━━ Material for the task ━━

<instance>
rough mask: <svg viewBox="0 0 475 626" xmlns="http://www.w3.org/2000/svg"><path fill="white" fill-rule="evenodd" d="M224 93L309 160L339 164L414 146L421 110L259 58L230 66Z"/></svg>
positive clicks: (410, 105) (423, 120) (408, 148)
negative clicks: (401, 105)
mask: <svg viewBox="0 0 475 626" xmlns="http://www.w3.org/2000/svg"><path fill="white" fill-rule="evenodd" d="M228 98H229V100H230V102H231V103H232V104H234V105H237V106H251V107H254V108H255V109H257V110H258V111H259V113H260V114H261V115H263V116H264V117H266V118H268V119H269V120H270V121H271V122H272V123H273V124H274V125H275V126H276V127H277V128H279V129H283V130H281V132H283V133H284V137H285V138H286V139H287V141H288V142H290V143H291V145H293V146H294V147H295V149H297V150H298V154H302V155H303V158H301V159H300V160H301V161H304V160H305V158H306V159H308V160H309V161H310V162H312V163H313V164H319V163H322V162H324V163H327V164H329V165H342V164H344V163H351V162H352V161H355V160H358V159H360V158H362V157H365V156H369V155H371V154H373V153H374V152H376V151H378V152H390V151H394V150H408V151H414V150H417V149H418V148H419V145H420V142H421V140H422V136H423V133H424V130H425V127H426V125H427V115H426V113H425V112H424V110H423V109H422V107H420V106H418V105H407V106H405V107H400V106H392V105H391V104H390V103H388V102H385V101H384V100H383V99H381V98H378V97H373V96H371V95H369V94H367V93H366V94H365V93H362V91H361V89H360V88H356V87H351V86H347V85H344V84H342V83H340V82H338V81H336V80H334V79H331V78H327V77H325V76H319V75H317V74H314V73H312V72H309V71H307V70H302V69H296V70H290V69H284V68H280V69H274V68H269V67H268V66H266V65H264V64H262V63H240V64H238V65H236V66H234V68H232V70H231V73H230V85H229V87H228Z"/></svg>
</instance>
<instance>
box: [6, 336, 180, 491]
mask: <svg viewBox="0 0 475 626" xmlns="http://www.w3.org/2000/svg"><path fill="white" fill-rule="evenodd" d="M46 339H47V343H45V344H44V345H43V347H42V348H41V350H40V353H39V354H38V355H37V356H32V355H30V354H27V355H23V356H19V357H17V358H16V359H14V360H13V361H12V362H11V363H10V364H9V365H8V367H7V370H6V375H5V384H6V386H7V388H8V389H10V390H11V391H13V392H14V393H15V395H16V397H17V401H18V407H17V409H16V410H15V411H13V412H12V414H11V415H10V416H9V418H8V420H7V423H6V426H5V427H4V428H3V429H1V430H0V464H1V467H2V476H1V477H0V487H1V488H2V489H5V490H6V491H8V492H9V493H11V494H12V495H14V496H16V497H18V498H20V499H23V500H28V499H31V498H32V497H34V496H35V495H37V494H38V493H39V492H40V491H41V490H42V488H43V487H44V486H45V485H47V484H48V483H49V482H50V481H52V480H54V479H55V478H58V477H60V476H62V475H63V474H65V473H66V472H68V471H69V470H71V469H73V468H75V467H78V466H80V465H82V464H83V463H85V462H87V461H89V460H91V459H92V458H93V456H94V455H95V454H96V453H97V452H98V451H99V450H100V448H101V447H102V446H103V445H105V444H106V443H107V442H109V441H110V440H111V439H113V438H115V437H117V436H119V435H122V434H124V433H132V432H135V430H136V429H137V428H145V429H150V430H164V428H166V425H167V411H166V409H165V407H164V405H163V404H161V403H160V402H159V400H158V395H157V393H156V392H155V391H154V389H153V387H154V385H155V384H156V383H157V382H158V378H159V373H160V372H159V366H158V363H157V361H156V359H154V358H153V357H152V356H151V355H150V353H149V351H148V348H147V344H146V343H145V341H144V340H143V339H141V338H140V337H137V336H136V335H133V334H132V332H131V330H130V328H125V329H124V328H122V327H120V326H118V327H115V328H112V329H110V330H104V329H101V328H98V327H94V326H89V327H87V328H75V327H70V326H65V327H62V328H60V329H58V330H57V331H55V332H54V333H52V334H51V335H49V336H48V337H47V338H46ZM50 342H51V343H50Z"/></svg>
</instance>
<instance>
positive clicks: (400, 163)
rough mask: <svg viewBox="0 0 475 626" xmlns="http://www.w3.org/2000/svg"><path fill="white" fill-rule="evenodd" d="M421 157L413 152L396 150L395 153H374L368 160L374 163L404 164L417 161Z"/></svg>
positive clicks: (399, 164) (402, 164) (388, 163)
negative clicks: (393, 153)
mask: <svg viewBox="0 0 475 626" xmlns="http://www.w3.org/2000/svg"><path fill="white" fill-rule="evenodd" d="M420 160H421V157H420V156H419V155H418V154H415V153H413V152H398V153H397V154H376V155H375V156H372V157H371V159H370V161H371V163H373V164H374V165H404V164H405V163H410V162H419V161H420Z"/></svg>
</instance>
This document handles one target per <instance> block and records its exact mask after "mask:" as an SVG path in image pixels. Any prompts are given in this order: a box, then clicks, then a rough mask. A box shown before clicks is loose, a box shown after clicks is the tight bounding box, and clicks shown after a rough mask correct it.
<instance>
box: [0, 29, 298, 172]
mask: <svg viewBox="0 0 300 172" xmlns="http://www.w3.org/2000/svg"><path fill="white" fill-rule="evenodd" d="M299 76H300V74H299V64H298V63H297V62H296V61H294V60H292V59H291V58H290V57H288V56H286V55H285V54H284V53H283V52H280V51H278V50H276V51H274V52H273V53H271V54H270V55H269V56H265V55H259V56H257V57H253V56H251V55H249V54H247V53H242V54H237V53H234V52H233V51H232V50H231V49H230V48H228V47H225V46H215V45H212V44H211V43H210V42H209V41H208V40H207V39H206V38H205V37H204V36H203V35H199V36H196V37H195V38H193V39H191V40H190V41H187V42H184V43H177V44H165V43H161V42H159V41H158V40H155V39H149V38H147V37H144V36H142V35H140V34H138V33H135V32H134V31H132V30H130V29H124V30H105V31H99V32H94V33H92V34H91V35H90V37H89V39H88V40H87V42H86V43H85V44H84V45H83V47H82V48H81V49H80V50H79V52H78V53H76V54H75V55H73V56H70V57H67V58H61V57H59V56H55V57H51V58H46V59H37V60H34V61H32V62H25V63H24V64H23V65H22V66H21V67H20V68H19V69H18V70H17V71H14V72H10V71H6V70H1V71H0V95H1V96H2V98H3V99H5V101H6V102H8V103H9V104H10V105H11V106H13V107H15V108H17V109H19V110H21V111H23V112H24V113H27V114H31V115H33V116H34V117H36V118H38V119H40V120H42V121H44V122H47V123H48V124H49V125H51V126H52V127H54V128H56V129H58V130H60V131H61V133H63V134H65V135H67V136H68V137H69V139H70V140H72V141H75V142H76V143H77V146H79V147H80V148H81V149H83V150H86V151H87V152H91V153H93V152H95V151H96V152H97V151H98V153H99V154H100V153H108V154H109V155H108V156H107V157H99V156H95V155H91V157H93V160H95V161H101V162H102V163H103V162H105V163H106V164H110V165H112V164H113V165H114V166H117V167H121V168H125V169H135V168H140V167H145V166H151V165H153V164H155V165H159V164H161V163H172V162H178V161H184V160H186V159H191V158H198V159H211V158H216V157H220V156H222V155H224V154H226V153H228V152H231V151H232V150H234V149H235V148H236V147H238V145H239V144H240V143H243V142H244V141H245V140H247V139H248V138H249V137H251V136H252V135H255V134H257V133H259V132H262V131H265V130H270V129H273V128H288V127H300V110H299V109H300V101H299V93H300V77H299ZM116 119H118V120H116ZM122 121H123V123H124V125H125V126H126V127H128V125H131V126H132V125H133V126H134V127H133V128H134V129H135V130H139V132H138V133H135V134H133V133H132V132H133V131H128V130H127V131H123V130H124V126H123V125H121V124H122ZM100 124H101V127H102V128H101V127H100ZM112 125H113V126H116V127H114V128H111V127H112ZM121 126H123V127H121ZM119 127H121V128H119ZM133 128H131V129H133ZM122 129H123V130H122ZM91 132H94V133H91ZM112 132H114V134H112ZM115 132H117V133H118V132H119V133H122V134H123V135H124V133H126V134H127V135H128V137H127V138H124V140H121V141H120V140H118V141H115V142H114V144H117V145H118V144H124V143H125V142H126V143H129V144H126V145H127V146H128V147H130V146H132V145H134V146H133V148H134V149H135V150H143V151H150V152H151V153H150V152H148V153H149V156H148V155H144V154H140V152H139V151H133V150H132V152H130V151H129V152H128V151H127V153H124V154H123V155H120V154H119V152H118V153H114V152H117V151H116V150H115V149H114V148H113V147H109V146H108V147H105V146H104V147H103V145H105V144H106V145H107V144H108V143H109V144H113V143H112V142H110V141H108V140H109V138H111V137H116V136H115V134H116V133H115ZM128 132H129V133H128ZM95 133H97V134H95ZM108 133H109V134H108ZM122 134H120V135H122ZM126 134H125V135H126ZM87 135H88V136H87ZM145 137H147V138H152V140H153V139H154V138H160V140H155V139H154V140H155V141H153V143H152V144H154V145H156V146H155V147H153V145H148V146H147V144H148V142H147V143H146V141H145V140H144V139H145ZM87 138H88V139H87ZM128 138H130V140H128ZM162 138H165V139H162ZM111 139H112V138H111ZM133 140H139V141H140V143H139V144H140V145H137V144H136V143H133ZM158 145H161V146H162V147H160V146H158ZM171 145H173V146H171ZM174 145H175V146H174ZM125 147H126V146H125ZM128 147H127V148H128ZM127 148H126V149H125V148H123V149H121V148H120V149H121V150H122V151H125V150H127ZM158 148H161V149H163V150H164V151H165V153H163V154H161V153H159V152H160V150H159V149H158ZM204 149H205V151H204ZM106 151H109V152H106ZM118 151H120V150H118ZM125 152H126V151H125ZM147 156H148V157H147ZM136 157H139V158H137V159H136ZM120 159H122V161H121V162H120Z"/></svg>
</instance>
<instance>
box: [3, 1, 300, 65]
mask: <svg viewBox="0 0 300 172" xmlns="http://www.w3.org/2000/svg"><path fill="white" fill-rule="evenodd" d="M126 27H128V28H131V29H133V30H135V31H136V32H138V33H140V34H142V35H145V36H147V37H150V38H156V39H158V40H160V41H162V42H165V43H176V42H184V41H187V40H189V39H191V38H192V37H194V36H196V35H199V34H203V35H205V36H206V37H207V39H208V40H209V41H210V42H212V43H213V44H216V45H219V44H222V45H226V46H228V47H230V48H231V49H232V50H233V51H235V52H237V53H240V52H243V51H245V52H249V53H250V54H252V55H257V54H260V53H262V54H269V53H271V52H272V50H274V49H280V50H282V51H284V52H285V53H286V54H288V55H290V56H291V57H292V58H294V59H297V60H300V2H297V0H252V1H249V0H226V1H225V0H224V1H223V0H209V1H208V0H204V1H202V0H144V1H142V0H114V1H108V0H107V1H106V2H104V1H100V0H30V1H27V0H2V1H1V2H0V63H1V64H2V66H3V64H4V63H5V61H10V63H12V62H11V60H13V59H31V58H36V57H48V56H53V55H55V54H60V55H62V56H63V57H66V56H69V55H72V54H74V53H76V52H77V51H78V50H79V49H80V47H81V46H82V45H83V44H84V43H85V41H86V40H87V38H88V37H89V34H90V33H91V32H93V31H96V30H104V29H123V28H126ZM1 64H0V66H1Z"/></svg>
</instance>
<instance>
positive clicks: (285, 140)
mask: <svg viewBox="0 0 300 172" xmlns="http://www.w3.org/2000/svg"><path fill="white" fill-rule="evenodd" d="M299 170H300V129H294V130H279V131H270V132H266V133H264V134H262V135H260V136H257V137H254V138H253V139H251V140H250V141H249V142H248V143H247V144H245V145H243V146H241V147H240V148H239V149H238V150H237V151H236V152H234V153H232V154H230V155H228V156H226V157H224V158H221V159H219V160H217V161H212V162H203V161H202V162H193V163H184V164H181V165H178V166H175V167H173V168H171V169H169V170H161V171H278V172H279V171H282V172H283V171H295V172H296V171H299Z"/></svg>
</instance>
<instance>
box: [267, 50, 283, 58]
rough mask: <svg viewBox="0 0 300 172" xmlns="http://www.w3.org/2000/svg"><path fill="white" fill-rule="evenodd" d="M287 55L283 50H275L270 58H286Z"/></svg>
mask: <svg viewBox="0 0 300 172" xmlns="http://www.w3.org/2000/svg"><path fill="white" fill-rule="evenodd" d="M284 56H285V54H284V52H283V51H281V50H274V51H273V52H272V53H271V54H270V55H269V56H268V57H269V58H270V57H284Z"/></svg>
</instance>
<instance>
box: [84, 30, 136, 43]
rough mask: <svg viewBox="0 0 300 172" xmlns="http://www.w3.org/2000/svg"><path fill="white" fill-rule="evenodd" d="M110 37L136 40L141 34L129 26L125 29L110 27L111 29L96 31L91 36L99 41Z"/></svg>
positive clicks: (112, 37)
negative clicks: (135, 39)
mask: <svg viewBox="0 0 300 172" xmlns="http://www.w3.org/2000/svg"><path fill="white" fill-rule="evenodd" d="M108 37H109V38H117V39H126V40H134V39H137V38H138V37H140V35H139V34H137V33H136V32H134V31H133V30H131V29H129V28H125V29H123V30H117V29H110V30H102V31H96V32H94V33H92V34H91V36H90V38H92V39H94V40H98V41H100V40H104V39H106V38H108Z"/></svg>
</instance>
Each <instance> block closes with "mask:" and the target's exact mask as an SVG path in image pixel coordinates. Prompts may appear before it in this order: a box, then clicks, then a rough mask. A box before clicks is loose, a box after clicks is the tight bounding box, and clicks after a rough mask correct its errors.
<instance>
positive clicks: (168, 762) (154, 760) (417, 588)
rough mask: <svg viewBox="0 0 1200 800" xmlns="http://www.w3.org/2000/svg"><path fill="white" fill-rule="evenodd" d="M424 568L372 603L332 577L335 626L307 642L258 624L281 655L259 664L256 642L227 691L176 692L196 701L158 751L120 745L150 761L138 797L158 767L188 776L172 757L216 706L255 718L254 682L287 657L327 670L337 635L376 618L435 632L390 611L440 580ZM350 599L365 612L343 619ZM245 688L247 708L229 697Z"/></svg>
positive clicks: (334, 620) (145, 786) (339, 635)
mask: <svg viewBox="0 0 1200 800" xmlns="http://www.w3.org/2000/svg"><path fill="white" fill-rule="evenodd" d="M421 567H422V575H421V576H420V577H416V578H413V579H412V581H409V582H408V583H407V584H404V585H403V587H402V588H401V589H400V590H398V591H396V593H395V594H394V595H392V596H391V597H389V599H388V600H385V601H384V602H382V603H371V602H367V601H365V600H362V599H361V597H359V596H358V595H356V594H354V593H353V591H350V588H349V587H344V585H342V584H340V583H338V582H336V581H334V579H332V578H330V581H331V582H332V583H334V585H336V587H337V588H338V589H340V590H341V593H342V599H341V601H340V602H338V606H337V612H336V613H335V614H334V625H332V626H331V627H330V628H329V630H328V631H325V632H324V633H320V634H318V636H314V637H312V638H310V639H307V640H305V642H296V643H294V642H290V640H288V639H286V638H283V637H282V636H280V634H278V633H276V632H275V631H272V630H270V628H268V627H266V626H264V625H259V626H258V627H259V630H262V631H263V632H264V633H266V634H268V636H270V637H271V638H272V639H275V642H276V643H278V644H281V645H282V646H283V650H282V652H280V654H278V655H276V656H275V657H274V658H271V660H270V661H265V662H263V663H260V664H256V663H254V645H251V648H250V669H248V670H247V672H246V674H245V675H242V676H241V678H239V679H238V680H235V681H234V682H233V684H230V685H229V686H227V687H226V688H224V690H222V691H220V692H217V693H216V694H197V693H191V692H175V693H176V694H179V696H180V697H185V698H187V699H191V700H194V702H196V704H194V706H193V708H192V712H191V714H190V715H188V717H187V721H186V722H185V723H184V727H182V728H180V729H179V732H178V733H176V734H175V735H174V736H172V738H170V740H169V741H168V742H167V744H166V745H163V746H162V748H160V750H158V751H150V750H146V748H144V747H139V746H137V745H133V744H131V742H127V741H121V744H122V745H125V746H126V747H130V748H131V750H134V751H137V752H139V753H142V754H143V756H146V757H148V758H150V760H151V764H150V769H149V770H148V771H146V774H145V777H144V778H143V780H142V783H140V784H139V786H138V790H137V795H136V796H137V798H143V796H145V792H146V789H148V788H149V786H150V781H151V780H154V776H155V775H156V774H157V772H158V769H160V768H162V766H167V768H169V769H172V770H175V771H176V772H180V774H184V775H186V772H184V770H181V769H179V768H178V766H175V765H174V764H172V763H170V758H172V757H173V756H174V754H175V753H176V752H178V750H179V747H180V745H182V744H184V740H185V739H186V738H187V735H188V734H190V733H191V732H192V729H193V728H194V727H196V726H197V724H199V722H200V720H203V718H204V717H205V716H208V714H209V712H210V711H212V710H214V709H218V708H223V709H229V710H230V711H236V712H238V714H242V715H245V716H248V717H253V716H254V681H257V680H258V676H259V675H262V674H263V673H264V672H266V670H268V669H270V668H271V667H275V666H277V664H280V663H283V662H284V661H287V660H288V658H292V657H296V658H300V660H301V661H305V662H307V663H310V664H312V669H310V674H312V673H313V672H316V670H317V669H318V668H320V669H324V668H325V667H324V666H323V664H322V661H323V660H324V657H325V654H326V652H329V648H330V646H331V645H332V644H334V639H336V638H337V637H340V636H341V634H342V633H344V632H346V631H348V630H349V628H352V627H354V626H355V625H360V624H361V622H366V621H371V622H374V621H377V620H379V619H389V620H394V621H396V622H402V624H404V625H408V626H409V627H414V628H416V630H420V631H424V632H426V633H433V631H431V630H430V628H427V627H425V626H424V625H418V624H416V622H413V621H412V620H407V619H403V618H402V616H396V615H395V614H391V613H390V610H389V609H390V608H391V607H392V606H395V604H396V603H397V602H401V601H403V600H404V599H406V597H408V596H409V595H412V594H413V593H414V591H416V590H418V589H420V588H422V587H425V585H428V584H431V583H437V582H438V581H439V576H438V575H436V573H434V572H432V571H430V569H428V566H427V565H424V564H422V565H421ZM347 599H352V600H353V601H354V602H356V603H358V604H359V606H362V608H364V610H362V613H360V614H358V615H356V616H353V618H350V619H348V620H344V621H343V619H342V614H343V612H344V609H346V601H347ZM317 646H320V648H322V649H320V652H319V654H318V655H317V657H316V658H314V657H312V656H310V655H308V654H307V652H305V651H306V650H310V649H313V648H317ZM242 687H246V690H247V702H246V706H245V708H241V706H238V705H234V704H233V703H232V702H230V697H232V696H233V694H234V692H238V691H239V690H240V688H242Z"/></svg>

━━━

• [Work item] Word for word, restate the lines above from the line containing "93L309 160L339 164L414" through the line containing "positive clicks: (410, 105)", with both included and nothing else.

• [Task result]
rough mask: <svg viewBox="0 0 475 626" xmlns="http://www.w3.org/2000/svg"><path fill="white" fill-rule="evenodd" d="M224 93L309 160L339 164L414 146L421 110L259 58L230 66Z"/></svg>
positive clicks: (410, 105) (423, 120) (408, 148)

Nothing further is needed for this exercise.